_Work to complete_
A: In the embedding worker documentation, condense the paragraph beginning "The embedding worker is a stateful FastAPI service" into a short bulleted list that keeps its main facts.
B: Translate this sentence from the embedding worker documentation into Spanish: "Until the model is loaded, /health returns 503 and the worker is not marked as ready."

Faculytics Docs

Embedding Worker Architecture

Internal architecture of the LaBSE embedding worker — model loading, inference pipeline, and configuration.

Overview

The embedding worker is a stateful FastAPI service that loads a sentence-transformer model at startup and serves embedding requests over HTTP. It uses ONNX Runtime for CPU-optimized inference, eliminating the need for GPU hardware.

File Structure

src/
├── config.py       # pydantic-settings configuration
├── models.py       # Pydantic request/response schemas
├── embedding.py    # EmbeddingService: model loading + inference
└── main.py         # FastAPI app, lifespan, routes

Startup Lifecycle

The model is loaded during FastAPI's lifespan event, before any requests are accepted:

  1. Settings loads configuration from environment / .env
  2. FastAPI lifespan calls EmbeddingService.load(model_name, backend)
  3. sentence-transformers downloads (or loads cached) model weights
  4. ONNX Runtime session is initialized
  5. /health starts returning 200 OK

Until the model is loaded, /health returns 503 and the worker is not marked as ready.

Dataset rows on where objects appear
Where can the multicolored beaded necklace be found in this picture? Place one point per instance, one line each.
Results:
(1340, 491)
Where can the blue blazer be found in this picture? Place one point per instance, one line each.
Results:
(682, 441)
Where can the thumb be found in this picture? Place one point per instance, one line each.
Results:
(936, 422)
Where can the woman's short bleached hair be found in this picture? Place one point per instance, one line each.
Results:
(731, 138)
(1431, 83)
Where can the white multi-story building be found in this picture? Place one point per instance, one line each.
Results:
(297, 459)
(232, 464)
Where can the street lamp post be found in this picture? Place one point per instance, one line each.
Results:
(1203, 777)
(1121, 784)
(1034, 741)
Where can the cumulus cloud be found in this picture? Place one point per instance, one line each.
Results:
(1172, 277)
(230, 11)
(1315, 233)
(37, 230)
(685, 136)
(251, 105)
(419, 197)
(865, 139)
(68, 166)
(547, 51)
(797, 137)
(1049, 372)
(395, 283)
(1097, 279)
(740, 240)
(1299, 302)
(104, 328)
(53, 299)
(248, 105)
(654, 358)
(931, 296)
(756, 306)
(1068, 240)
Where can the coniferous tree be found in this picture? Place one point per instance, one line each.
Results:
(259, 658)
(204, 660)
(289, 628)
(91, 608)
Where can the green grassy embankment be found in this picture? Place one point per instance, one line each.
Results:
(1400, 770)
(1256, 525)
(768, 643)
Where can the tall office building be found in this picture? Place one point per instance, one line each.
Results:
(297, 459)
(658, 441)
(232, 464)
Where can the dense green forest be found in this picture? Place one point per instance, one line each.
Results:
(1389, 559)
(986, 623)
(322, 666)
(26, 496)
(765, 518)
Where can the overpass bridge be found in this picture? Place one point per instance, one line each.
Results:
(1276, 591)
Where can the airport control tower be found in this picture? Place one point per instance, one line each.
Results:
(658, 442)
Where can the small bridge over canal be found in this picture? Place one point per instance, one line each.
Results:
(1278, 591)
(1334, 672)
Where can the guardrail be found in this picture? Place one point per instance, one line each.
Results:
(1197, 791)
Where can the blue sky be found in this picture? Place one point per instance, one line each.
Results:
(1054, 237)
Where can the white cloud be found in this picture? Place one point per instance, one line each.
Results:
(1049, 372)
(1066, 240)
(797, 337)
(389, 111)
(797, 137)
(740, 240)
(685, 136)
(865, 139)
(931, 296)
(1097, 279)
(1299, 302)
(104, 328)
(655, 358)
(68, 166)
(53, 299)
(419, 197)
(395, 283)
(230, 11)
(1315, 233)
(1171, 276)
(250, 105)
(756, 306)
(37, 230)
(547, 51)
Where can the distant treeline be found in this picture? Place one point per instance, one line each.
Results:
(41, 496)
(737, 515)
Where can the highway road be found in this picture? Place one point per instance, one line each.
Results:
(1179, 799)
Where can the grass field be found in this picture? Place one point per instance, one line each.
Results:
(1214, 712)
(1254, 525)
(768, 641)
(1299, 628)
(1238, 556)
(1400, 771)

_Completed exercise_
A:
- Stateful FastAPI service
- Loads a sentence-transformer model at startup
- Serves embedding requests over HTTP
- Uses ONNX Runtime for CPU-optimized inference, so no GPU hardware is needed

B: Hasta que el modelo se carga, /health devuelve 503 y el trabajador no se marca como listo.